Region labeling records
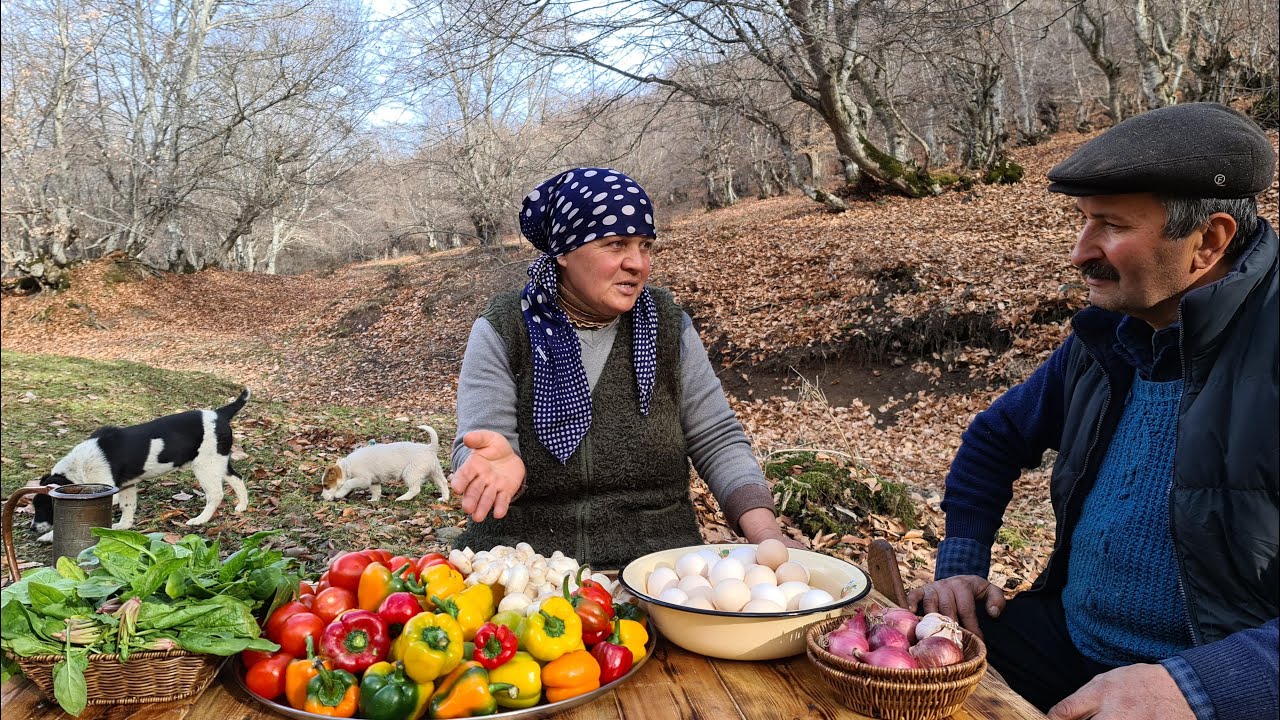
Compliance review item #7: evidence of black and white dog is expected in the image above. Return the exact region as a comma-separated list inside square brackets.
[31, 388, 250, 542]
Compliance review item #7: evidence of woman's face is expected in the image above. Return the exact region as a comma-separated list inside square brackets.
[556, 234, 653, 318]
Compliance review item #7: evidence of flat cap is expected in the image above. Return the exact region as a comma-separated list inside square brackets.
[1048, 102, 1276, 197]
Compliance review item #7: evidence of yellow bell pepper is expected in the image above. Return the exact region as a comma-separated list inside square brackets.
[618, 620, 649, 664]
[392, 612, 462, 683]
[489, 652, 543, 710]
[430, 583, 488, 641]
[422, 565, 467, 602]
[543, 650, 600, 702]
[520, 597, 582, 662]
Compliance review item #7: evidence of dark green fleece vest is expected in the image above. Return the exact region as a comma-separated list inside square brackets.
[454, 288, 701, 569]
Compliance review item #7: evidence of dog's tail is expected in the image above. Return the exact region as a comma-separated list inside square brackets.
[417, 425, 440, 445]
[218, 388, 252, 421]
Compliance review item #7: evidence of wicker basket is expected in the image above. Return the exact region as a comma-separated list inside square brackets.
[10, 650, 227, 705]
[805, 616, 987, 720]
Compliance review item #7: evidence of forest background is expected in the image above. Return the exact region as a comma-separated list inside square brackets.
[0, 0, 1280, 589]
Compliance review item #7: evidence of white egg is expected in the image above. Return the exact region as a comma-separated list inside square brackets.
[774, 560, 809, 585]
[712, 578, 751, 612]
[778, 580, 813, 610]
[740, 600, 782, 612]
[685, 588, 716, 610]
[742, 565, 778, 587]
[676, 552, 707, 578]
[676, 575, 712, 593]
[751, 583, 787, 610]
[728, 544, 755, 568]
[685, 584, 716, 605]
[658, 585, 689, 605]
[707, 557, 746, 587]
[645, 568, 680, 597]
[755, 538, 791, 570]
[796, 588, 836, 610]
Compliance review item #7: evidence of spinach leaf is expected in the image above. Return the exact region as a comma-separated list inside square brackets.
[54, 650, 88, 716]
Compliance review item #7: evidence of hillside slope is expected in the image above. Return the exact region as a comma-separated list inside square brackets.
[0, 128, 1276, 587]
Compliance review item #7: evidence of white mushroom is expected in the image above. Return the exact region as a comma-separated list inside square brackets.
[498, 565, 529, 593]
[449, 550, 471, 575]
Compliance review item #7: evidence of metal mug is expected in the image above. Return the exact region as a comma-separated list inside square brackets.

STATED TASK
Lay out every line of the listing above as a numbered list, leaving out blank lines and the picture.

WRITTEN REPLY
1. Compliance review item #7: evidence of black and white dog is expected in the image above. Return the exact region as a comma-separated list inside square brackets.
2. [31, 388, 250, 542]
3. Compliance review item #7: evidence of woman's face is expected in the image above. Return the exact region as a comma-separated list inside square brackets.
4. [556, 234, 653, 318]
5. Compliance review item #7: evidence of flat cap is expected in the image above. Return the exact region as a comma-separated list inside square brackets.
6. [1048, 102, 1276, 197]
7. Compliance review item #7: evidence of yellow bell pepper is expected in the image above. Return the exact region as a comma-separated list inside square brackets.
8. [618, 620, 649, 664]
9. [392, 612, 462, 683]
10. [489, 652, 543, 710]
11. [430, 583, 488, 641]
12. [422, 565, 467, 602]
13. [543, 650, 600, 702]
14. [520, 597, 582, 662]
15. Compliance review item #7: evidence of dark green fleece vest is expected in the image above. Return the exact region as a comma-separated list inside square brackets.
16. [454, 288, 701, 569]
17. Compliance review item #7: evidence of dog's tail is expected in the image above. Return the exact region as a comma-separated list inside square brackets.
18. [417, 425, 440, 445]
19. [218, 388, 252, 421]
20. Compliance review item #7: evidence of wicker basket is expected in the image above. Return the exact region as a comma-separated list inside square brackets.
21. [10, 650, 227, 705]
22. [805, 616, 987, 720]
23. Compliance review item #7: evidence of forest background is expected in the image above. Return the exact region as a comma-separated list inside square brackets.
24. [0, 0, 1280, 589]
25. Compliance review item #7: evidence of white egg is expected in the image above. Return the exact region as a comma-separated list inside square brackets.
26. [774, 560, 809, 585]
27. [712, 578, 751, 612]
28. [778, 580, 813, 610]
29. [740, 600, 782, 612]
30. [685, 588, 716, 610]
31. [742, 565, 778, 587]
32. [676, 552, 707, 578]
33. [676, 575, 712, 593]
34. [751, 583, 787, 610]
35. [728, 544, 755, 568]
36. [685, 584, 716, 605]
37. [658, 585, 689, 605]
38. [707, 557, 746, 587]
39. [645, 568, 680, 597]
40. [755, 538, 791, 570]
41. [796, 588, 836, 610]
42. Compliance review item #7: evidence of spinach leaf is expected in the image above. Return the exact region as a comma-separated list inside square brackets.
43. [54, 650, 88, 716]
44. Compliance review item #7: evidence of hillside slope is expected in the image above. Return the exact region as a comma-separated list inside square brackets.
45. [0, 128, 1276, 587]
46. Compliance review item #7: evidence of white mushroom is expected in the image above. Return the exact region as a comma-separated list inside square brackets.
47. [498, 565, 529, 593]
48. [449, 550, 471, 575]
49. Compliance review item #7: evidence of metal mug is expected in the image above. Return the exact region as a comma-separated list inside square brackets.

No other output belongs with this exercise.